* _SEGMENT DE TEXTE_
╭──

A propos des troupes coloniales dans la Grande Guerre

L’implication des troupes de l’Empire français dans la Grande Guerre - qu’elles viennent du Sénégal, de Madagascar ou d’Indochine - a connu une large publicité pendant le cycle des commémorations. Cette valorisation a atteint son point culminant le mardi 6 novembre 2018, lorsque le Président Emmanuel Macron, accompagné de son homologue malien Ibrahim Boubacar Keita, et des ambassadeurs des pays africains ayant composé cette « force noire », ont rendu hommage aux soldats de l’Empire venus se battre en France. Une dynamique de redécouverte de ce pendant impérial de l’histoire militaire française de la Grande Guerre a également occupé l’agenda scientifique de ce centenaire. Après des recherches et journées d’étude sur les travailleurs chinois ou vietnamiens1 en France, les soldats indiens combattant dans la Somme2, les éditions Vendémiaire éditent le volume Combattants de l’Empire. Les troupes coloniales dans la Grande Guerre, dirigé par Philippe Button et Marc Michel3.

Carte postale. Collection particulière.

Cette contribution de Vendémiaire n’est pas des moindres car on propose un ensemble de vingt textes - dont on ne saurait faire exhaustivement état ici - présentant la grande diversité des forces combattantes en provenance de l’Empire français : tirailleurs sénégalais, somalis, soldats d’Afrique centrale, troupes algériennes, etc. On évoque également les troupes coloniales belges ou celles servant dans l’Empire comme avec la contribution de Michel Bodin sur l’Indochine ou celle de Colette Dubois sur la campagne du Cameroun. Dans une perspective résolument globale, le lecteur a donc loisir de suivre le destin de ces hommes qui combattent sur le Chemin des Dames, en Palestine ou encore lors de la décisive offensive de Dobro Polje en Macédoine où, après des combats de montagnes ravageurs, les forces serbes et françaises, de métropole et de l’Empire, brisent la ligne ennemie.

╰──

* _VOTRE TÂCHE_
Recopiez le texte sur les troupes coloniales en commençant à « Cette contribution de » et en finissant à « la ligne ennemie. », et remplacez « Palestine » par « Mésopotamie ». Les données ne proviennent pas de ce texte mais d'une autre source.

* _EXTRAIT DE DONNÉES_
╭──

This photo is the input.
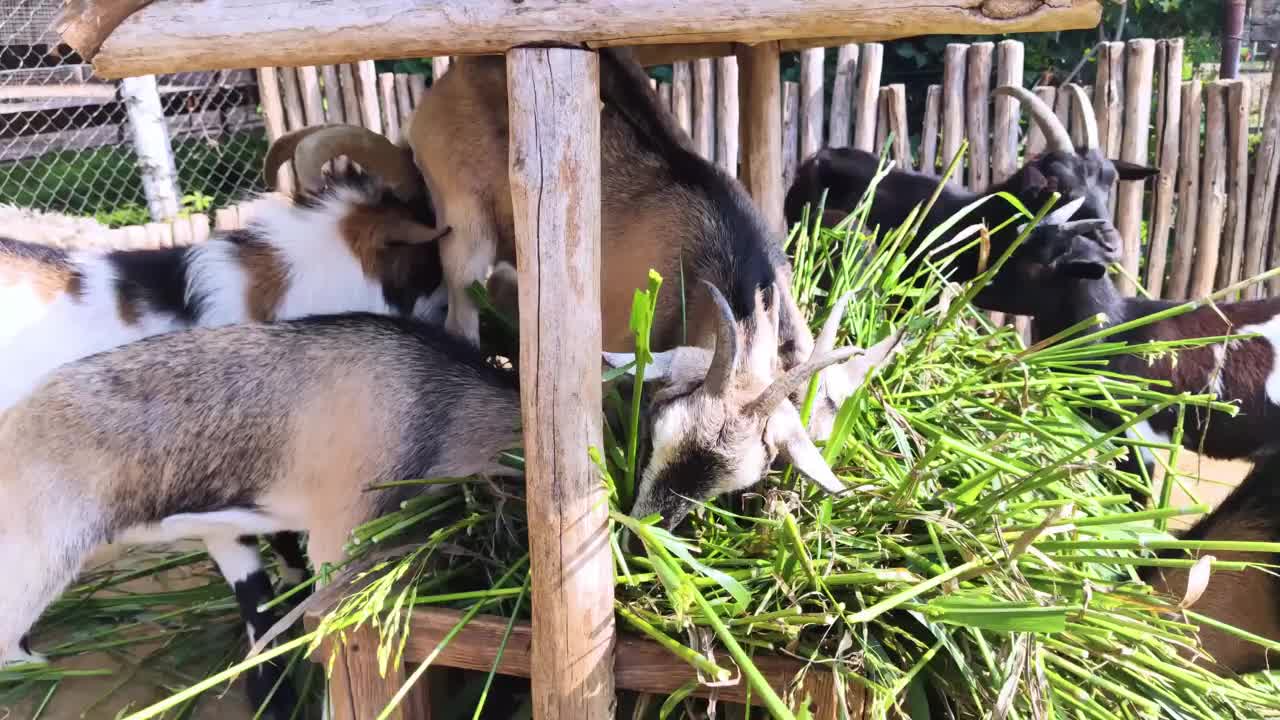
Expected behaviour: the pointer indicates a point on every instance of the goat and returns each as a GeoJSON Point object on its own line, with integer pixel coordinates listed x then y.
{"type": "Point", "coordinates": [260, 428]}
{"type": "Point", "coordinates": [362, 245]}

╰──

* _RÉSULTAT_
Cette contribution de Vendémiaire n’est pas des moindres car on propose un ensemble de vingt textes - dont on ne saurait faire exhaustivement état ici - présentant la grande diversité des forces combattantes en provenance de l’Empire français : tirailleurs sénégalais, somalis, soldats d’Afrique centrale, troupes algériennes, etc. On évoque également les troupes coloniales belges ou celles servant dans l’Empire comme avec la contribution de Michel Bodin sur l’Indochine ou celle de Colette Dubois sur la campagne du Cameroun. Dans une perspective résolument globale, le lecteur a donc loisir de suivre le destin de ces hommes qui combattent sur le Chemin des Dames, en Mésopotamie ou encore lors de la décisive offensive de Dobro Polje en Macédoine où, après des combats de montagnes ravageurs, les forces serbes et françaises, de métropole et de l’Empire, brisent la ligne ennemie.